══ Supplied records ══
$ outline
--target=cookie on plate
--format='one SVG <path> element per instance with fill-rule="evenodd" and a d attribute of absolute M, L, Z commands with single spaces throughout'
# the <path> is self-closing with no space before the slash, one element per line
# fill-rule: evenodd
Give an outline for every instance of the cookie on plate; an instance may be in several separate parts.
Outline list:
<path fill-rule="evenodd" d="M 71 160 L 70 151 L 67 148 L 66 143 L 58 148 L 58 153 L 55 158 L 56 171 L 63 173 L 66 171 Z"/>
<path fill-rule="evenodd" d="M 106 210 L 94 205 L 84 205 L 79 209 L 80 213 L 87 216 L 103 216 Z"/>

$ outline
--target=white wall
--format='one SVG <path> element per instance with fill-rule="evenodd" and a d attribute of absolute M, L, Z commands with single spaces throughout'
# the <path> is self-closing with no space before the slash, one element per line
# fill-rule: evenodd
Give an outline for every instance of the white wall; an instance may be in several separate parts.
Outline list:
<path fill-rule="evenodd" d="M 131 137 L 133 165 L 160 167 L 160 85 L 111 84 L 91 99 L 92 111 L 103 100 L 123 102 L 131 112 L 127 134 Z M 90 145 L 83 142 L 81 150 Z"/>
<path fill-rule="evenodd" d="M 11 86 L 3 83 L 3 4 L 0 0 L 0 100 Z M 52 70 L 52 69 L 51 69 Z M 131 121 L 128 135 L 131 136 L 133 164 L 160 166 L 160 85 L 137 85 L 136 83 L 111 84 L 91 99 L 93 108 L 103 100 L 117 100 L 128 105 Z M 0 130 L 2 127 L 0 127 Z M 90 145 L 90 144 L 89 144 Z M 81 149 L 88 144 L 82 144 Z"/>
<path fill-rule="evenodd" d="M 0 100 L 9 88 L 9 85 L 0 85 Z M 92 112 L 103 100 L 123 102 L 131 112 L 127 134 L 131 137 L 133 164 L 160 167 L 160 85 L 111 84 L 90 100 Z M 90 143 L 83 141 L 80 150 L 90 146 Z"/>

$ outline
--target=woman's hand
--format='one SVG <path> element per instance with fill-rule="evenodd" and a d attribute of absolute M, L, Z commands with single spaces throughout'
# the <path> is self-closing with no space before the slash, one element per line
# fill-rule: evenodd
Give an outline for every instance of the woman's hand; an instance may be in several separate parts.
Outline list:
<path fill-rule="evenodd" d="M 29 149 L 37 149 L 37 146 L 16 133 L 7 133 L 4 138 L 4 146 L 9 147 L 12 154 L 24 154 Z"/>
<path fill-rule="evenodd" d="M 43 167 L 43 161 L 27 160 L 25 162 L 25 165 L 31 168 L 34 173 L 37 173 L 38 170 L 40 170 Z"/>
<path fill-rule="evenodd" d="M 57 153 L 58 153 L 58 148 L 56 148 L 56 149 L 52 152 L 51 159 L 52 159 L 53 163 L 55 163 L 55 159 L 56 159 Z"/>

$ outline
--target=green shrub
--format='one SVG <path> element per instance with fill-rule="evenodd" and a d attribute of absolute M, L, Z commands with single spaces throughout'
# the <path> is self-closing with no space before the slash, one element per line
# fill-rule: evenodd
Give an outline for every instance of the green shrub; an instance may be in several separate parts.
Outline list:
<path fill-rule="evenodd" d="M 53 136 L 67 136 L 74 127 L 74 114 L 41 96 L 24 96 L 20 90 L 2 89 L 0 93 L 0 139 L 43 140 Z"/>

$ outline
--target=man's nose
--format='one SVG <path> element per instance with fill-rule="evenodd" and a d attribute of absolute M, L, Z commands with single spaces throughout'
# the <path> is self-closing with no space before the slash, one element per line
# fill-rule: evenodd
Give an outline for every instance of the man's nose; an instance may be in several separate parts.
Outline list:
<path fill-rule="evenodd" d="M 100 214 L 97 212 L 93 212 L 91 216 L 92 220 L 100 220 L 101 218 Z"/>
═══
- **Exercise aim**: Can you pull out, word for word, everything from the very start of the items down to and including the line that contains "71 160 L 70"?

- **Output for this exercise**:
$ outline
--target=cookie on plate
--format='one SVG <path> element per instance with fill-rule="evenodd" and a d attribute of absolute M, L, Z commands with single spaces throughout'
# the <path> is self-closing with no space before the slash, one element per line
# fill-rule: evenodd
Give an outline for every instance of the cookie on plate; an instance may be in several separate parts.
Outline list:
<path fill-rule="evenodd" d="M 71 160 L 70 151 L 67 148 L 66 143 L 58 148 L 58 153 L 55 158 L 56 171 L 63 173 L 66 171 Z"/>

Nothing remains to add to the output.